Copy out the data so that nothing differs from the original.
○ ○ ○ ○
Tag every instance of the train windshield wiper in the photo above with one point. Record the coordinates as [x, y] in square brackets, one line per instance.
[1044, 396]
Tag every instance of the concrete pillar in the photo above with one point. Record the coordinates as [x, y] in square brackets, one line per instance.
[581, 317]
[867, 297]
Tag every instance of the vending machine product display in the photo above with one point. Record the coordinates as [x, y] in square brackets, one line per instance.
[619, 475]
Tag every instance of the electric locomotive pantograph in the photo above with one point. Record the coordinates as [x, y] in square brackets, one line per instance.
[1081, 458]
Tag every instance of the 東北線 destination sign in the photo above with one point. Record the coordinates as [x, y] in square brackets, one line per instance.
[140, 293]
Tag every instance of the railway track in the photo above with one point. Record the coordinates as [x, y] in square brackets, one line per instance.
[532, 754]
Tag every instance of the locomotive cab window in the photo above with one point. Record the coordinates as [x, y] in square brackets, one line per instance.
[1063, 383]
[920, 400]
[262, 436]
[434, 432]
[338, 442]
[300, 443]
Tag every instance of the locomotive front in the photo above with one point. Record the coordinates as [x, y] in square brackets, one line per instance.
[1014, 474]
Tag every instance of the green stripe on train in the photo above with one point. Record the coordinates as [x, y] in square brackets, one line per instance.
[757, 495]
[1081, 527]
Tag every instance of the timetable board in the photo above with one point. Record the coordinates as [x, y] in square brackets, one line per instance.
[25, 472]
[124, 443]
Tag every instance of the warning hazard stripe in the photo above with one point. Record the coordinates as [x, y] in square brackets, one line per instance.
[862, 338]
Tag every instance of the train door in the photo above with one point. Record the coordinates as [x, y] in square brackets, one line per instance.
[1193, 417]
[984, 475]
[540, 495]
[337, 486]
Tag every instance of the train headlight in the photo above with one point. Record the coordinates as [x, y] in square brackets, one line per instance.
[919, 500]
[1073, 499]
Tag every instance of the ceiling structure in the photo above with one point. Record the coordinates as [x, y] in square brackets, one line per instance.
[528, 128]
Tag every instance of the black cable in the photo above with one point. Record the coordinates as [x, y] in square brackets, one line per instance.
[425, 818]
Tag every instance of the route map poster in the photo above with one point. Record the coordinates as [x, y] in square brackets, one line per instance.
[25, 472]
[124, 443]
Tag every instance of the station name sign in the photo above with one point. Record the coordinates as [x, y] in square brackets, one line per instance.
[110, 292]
○ ○ ○ ○
» **WRITTEN ANSWER**:
Tag every instance of the train windshield wiper in the photo above with one point. Record the coordinates as [x, y] in square brackets, one line per instance.
[1044, 396]
Tag every instance of the concrete pillar in the photo above with one point. Record the coordinates as [x, y] in square brackets, one line per instance.
[581, 317]
[867, 297]
Tag every instance of the vending machine product display in the photo above with one point. Record the coordinates as [x, y] in square brackets, one line per instance.
[619, 475]
Tag every instance of the electric locomotive pantograph in the photo above with one point. Record the coordinates as [x, y] in square brackets, one line per instance.
[1081, 458]
Tag every instance of the 東北線 destination sign in the photo above with one point. Record the coordinates as [x, y] in square brackets, one line per instance.
[140, 293]
Tag every instance of the railway track in the photo above with one point. Record the coordinates as [x, y] in square brackets, one line per instance.
[532, 754]
Tag every instance of the locomotive cab window in the photo above with one point. Record the coordinates as [x, y] in square brackets, one line per instance.
[1063, 383]
[920, 400]
[262, 436]
[434, 432]
[338, 442]
[300, 443]
Tag every instance of the locomotive front in the photo above with one point. Record the coordinates as [x, y] in square brackets, one line per instance.
[1014, 474]
Tag every instance of the green stripe on train in the photo above with one point. Record the coordinates as [x, y] in square brackets, one line per instance.
[757, 495]
[1081, 527]
Tag every instance of the timetable board in the photo above with one point. Record the coordinates as [x, y] in square brackets, one line per instance.
[25, 472]
[124, 443]
Tag every instance of the warning hazard stripe in the photo above with one point. Record the coordinates as [x, y] in square brackets, one line per instance.
[862, 338]
Tag every instance of the train door in the photo above with one point. Record the coordinates as [x, y] in square brackets, one line per instance.
[1193, 417]
[984, 475]
[540, 495]
[337, 486]
Tag every instance of the train headlight in the photo above with one point. Record the coordinates as [x, y] in square brackets, one line per instance.
[919, 500]
[1073, 499]
Tag every instance of the ceiling structure in the photo above with one point. Record the coordinates as [x, y] in square brackets, one line per instance.
[528, 128]
Tag every instance of the black cable in the photo above with one point. Record the coordinates as [x, y] in square brackets, one line per instance.
[425, 818]
Tag every instance of the route map poster in the photo above with one point. Record the coordinates as [x, y] in square brackets, one line per instance.
[25, 472]
[124, 443]
Tag every instance of the station name sign in the photo above with one point. Record the coordinates as [x, y] in square brackets, one line per instance.
[110, 292]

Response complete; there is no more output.